→ **EXCERPTED TEXT**
Hacker News new | past | comments | ask | show | jobs | submit login
Work has started on the next generation of Apache web server (h-online.com)
89 points by Tsiolkovsky on March 8, 2011 | hide | past | favorite | 35 comments



The 2.3 branch is a testing branch (that was alpha before 2.3.11, now is beta after 2.3.11).

What we will see is 2.4 (general/public release). And it won't really be stable / product-ready until about 6 months after: 2.4.8.

http://httpd.apache.org/docs/2.3/new_features_2_4.html

http://httpd.apache.org/docs/2.3/developer/new_api_2_4.html

The MPM for Windows is really great, it takes full advantage of the threaded nature of processes on Windows ... You can spin up 100s of threads in 1 process without much of an impact and have each thread do 1 connection (with a low 1 or 2 seconds keepalive to keep the client).

I'm mostly interested in Apache on Windows and have toyed around with the idea of including v2.3 in my WAMP distribution ( http://www.devside.net/server/webdeveloper ) in the experimental branch, with also some MySQL replacements such as MariaDB and Drizzle.


Apache hacker here. AMA.


Why is apache so slow compared to Nginx, Cherokee, Lighttpd and many other web server softwares?


Different design goals. Apache is meant to be robust, extensible and portable.

* Robust: that's reflected in its internal API that makes it near impossible to leak resources.

* Extensible: witness the gazillion modules out there.

* Portable: compiles and runs on very exotic or outdated systems. SCO, IRIX, Digital UNIX, VMS, the list goes on.

nginx and such were designed from the ground up with performance in mind - and with success - but the trade-off is a lack of portability and an API that is much harder to program to.


Well gee. It's been a while since I've used Digital UNIX, Irix, SCO, or VMS.

Because they've become totally irrelevant.

Seems like a waste of resources when there are more pressing things to do than worry about the 5 people who (a) use VMS and (b) demand a bleeding-edge Apache.


No need to be so acerbic. They are providing a valuable service to you, for free. Apache is older, much more ubiquitous, supports more modules, has a more familiar setup and configuration system for many people, runs on more platforms, etc. It has more legacy issues, which are why it's so popular, but also why it moves slower. Nginx is much newer, doesn't have the same legacy issues, and so could afford to focus on speed.

There's a reason that Apache is installed on just about every random web host you can find, and has a module for every language or environment you need to deel with, while Nginx is a bit more of a specialty web server, usually used for dedicated sites that can spend the time to tune carefully for the highest performance. They both have their place.

It's great that Apache is still innovating moving towards loadable MPMs as well as adding an evented MPM. But it's not a bad thing that they're moving slower than a new server like Nginx; there's room for more than one great free web server in the world.

[Records held in a dataset]
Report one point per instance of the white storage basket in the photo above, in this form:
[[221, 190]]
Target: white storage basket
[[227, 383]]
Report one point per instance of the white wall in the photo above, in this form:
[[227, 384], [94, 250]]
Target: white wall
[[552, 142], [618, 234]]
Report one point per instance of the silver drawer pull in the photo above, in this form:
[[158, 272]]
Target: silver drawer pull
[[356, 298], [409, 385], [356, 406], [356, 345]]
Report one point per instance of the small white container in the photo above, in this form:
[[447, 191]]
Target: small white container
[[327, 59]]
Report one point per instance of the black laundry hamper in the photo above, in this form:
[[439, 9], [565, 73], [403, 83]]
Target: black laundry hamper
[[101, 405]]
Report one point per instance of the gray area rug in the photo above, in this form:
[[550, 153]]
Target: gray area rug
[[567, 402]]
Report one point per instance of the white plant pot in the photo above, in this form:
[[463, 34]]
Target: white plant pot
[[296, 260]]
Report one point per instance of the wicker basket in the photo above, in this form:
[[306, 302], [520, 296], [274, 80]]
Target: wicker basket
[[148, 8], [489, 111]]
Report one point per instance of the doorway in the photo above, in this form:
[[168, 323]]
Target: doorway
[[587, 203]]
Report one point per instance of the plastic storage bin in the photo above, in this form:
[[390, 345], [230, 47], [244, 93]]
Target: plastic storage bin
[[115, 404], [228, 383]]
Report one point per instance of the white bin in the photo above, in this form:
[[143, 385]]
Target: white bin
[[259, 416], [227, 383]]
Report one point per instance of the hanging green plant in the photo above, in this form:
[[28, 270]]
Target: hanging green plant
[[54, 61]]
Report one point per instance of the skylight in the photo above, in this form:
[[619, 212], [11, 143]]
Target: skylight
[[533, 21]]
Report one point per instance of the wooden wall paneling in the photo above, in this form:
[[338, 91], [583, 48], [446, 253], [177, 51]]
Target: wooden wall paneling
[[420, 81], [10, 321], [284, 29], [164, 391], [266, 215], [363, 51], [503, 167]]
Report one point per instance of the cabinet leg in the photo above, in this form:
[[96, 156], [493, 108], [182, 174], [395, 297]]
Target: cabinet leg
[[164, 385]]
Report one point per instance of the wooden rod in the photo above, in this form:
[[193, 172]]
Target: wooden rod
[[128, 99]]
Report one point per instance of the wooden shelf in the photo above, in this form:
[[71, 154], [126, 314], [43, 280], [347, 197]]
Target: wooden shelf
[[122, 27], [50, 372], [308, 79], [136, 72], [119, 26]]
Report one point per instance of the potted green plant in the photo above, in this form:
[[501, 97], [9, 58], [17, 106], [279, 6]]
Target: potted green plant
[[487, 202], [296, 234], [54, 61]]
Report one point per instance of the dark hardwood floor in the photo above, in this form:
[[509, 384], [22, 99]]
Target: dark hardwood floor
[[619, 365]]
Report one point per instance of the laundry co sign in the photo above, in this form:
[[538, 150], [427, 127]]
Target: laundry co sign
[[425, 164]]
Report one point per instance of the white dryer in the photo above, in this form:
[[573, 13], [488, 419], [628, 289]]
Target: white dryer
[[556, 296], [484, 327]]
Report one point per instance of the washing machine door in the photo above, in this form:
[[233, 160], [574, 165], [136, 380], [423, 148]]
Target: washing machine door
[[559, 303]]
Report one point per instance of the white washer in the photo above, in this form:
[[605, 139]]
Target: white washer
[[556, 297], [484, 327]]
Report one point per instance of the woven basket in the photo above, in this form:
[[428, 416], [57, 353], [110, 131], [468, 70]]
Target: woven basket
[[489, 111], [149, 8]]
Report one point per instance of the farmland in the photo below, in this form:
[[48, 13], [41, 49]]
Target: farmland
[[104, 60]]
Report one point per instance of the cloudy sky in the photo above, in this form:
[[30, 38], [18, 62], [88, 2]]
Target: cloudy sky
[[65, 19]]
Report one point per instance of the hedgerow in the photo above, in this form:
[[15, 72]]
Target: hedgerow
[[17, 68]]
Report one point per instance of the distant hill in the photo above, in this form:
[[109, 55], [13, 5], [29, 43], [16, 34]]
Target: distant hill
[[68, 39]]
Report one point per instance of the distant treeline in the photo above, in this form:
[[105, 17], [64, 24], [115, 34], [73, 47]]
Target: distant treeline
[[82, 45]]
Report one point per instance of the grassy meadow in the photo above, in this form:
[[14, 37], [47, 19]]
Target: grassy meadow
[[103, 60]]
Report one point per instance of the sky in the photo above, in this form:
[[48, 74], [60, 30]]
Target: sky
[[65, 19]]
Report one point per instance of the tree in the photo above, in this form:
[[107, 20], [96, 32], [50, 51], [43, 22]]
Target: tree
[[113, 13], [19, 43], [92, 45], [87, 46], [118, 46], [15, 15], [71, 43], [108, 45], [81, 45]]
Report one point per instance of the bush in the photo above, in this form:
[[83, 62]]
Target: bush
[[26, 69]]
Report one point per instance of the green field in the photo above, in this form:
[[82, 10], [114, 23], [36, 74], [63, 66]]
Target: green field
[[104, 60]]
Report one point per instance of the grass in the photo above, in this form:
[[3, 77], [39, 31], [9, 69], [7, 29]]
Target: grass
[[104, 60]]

→ **WORK REQUIRED**
Answer the following from the Apache thread:
1. Which version is expected to be the first stable, product-ready release of 2.4?
2. What three design goals does the Apache hacker give for Apache?
3. Which MySQL replacements does the commenter consider for a WAMP distribution?
The listing has no role in this exercise.

→ **REPLY TO THE EXERCISE**
1. Version 2.4.8, about six months after the 2.4 release.
2. Robust, extensible, and portable.
3. MariaDB and Drizzle.